| Document |
────────────────

Showing posts with label Robin Hood. Show all posts
Showing posts with label Robin Hood. Show all posts

Wednesday, May 21, 2014

Peter Pan (1953) and Robin Hood (1973)

I just re-watched two Disney takes on classic stories: “Robin Hood,” from 1973, with foxes, lions, chickens, and badgers in the lead roles, and “Peter Pan,” the classic take that … well, defines everything I knew about Peter Pan growing up, and even now.

Fact: This “Robin Hood” is one of the first films I ever saw, and it’s still a bit of a gem, perfectly pitched to the preschool set with cute, fun lyrics from a narrator rooster and wonderful sight gags. Dig the way the animators let us see Robin Hood dress in ridiculously easy disguises, and yet still fools the villainous Prince John. It puts young viewers in the know, and I love that. Ditto the animation, even though much of it is reused from “Jungle Book,” et al in a cheap-o move. (That I notice means points off.) Pen and ink rocks, and the bits with Prince John sucking his thumb would never work in CGI. B+


“Pan,” now, is so brilliant, so -– it *is* Peter Pan to me, and it’s wonderfully geared to both the awe of children and whimsy of adults. Honestly, this film is 60 years old and it feels eternal even if the costumes suggest we’re talking pre-1900. Everything in this movie is my point of reference for every character, and I cannot hold it against Disney. Why did I never pick up on the singing gay pirate bit before? That’s a treat, that I can pick up on new stuff on a 12th viewing. I love that Tinker Ball is quite an ass here, not heroic, and Hook is just awesome, especially with Smee. That Peter Pan is both hero and a brat, and Disney never pushes or preaches, he lets it play out, and lets kids in the audience realize, you need your parents. Yes, the whole Red Skin thing smacks a dumb move, a holdover from the classic book. But every image here -– flying over London, the alligator –- is a marvel, it gooses a 40-year-old’s dreams. A

Tuesday, January 3, 2012

Robin Hood: Men in Tights (1993)

Why make a spoof of “Robin Hood: Prince of Thieves,” when Kevin Costner’s performance was its own piece of trash-art comedy, a knitting needle in the ear of anyone whose blood runs remotely English? But, Mel Brooks dishes up “Robin Hood: Men in Tights” anyway, and it’s a tired comedy that traipses out of Sherwood and over to Queens, New York, for a useless “Godfather” joke. Meow! Other Robin Hoods are spoofed, and, yes, Monica Lewinsky is referenced. Eww. Worse than the worst bits of “Spaceballs,” and miles below the heights of Brooks’ “Young Frankenstein,” “Blazing Saddles” and “The Producers,” this is just dullsville. Cary Elwes is ordered to play a dull version of his own Robin Hood hero from “The Princess Bride,” a classic genre spoof all its own. When Brooks went soft his films turned from “Must watch” to “Nothing else is on.” I saw this in the theater, and hated it. My second viewing … ohh, shame on me. C-

Monday, January 24, 2011

Robin Hood (2010)

Ridley Scott’s “Robin Hood” is a serious, boldly filmed drama, historically accurate as far as any film with the words “Robin” and “Hood” in the title can be, which isn’t much, and stocked with some of the finest modern actors to grace recent cinema. Russell Crowe is our bow-and-arrow titular hero, and Cate Blanchett is Maid Marian, with Danny Houston as King Richard. The film is gorgeous, bursting with detail, and must have cost a fortune. It’s also an utter fucking bore.

────────────────

| Given data |
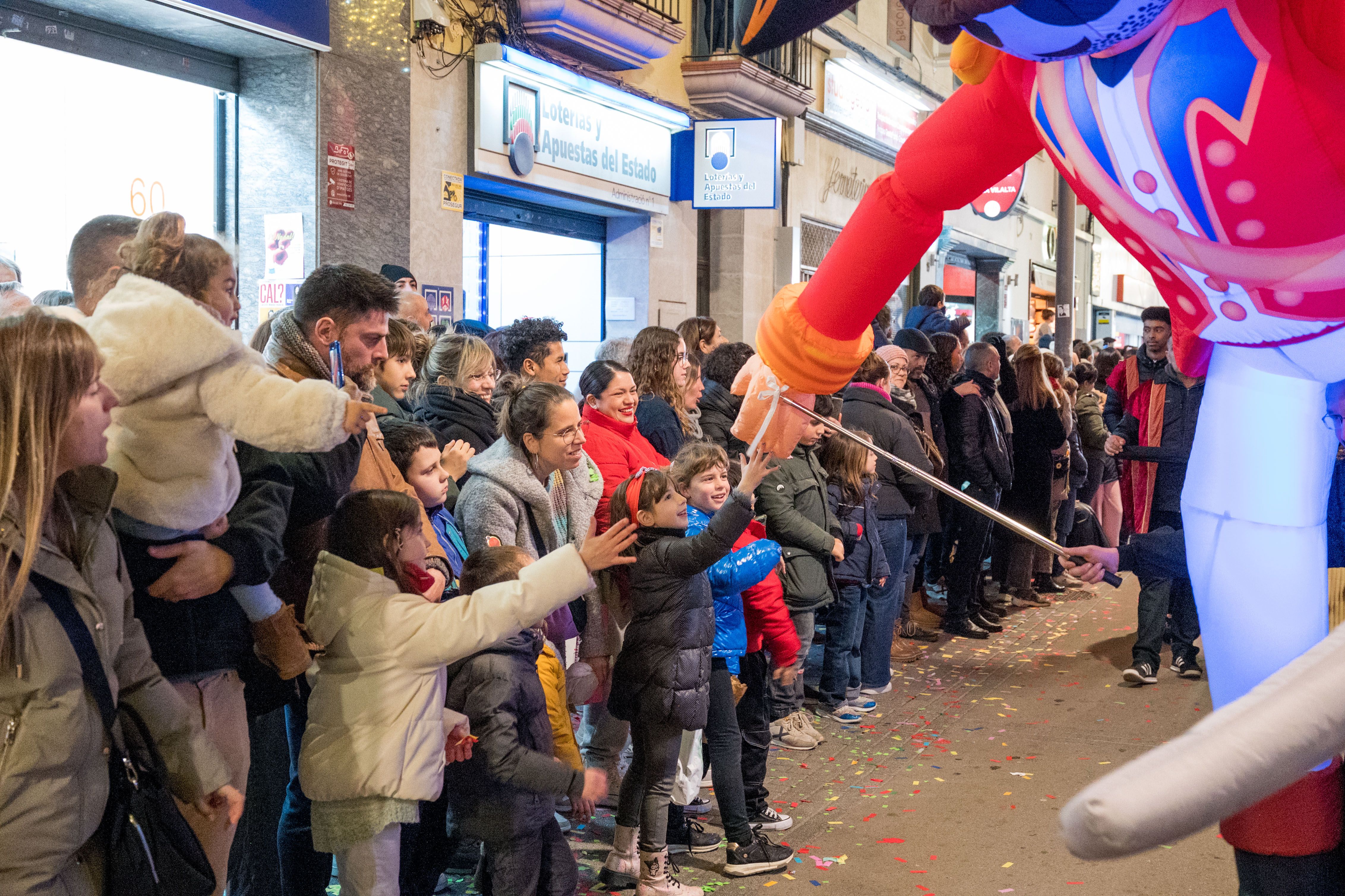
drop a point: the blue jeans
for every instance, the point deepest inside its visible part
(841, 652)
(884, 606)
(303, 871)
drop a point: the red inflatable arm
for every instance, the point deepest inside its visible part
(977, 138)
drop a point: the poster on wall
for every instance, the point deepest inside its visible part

────────────────

| Instructions |
• 1. Rewrite the movie reviews starting with "I just re-watched" and going on through "and even now.", putting "rabbits" in place of "badgers".
• 2. Write the next part of the movie reviews, picking up after their final sentence.
The entries have no role here.

| Answers to the exercises |
• 1.
I just re-watched two Disney takes on classic stories: “Robin Hood,” from 1973, with foxes, lions, chickens, and rabbits in the lead roles, and “Peter Pan,” the classic take that … well, defines everything I knew about Peter Pan growing up, and even now.

• 2.
Painfully plotted and paced, this “Robin Hood” sucks every ounce of adventure, fun and daring out of the classic tale that pretty much created the whole idea of adventurous, fun and daring tales. This is no story of Sherwood Forrest or Merry Men, or of robbing the rich to feed the poor. No. This is a bloody war film about the evil Crusades and colonialism, fanatical religion gone nuts, and what made Robin Hood into Robin Hood, and a war-burdened superpower levying sinfully high taxes against its own people to pay the bill of sword and horse. Yeah, U.S. Bush-era politics! I can’t get enough of that. And this is a summer major box office film, too.

Crowe doesn’t resemble a starved, war-haunted rebel in the making. Dude looks glum and pissy, and a bit beefy. His Robin hit a lot of bars while killing Muslims, although he’s sure sorry for it. The killing. Not the drinking. Blanchett is at least having fun poking fingers at past Marians who became damsels in distress, yelling for “Robin!!” to save their victim ass. Wait, sorry, Robin again has to save Marian's victim ass, and during a slow-motion battle that copies “Saving Private Ryan” down to the soldiers drowning on a blood-soaked beach. Violent for a PG-13.

When did Ridley Scott become a dull film artist? Where is the guy who made “Alien” and “Blade Runner” and “Gladiator” -- films I could watch endlessly? The action here has been splintered to smithereens, and this whole ultra-serious moodiness and mud and blood, this religious devotion to detail and making 1199 look like hell on earth … it made me wonder what Michael Bay could do with a faster, louder, livelier, more vulgar screenplay. I can’t believe I just wrote that. (See, or don’t, Scott’s equally dull “Body of Lies.”)

It’s sad when I can say Kevin Costner’s “Robin Hood” is a better adaptation, but it is true. That Robin at least had a personality. Even if the ha-ha British accent in that 1991 summer flick was shit. Crowe's sourpuss is as flat as the perfectly decorated sword he welds, ceaselessly without end. His hunger from “Gladiator” is not here. Alan Rickman’s hilariously evil Sheriff of Nottingham could wipe the floor with the half-dozen villains employed in this footless reboot, especially Matthew Macfadyen’s snooze-vile Sheriff. Mark Strong is the lead villain, and William Hurt appears, but I can’t recall who he played. There’s just so little to remember anything.

Seek out Warner Bros. classic “The Adventures of Robin Hood” from 1938 –- you know the one, Errol Flynn, Basil Rathbone, Technicolor, green tights, and more fun than any movie made then or since. This new “Robin Hood” -– which ends with a shout out for a sequel -– should be outlawed. Attempted murder of a legend. D+

Thursday, December 17, 2009

The Adventures of Robin Hood (1938)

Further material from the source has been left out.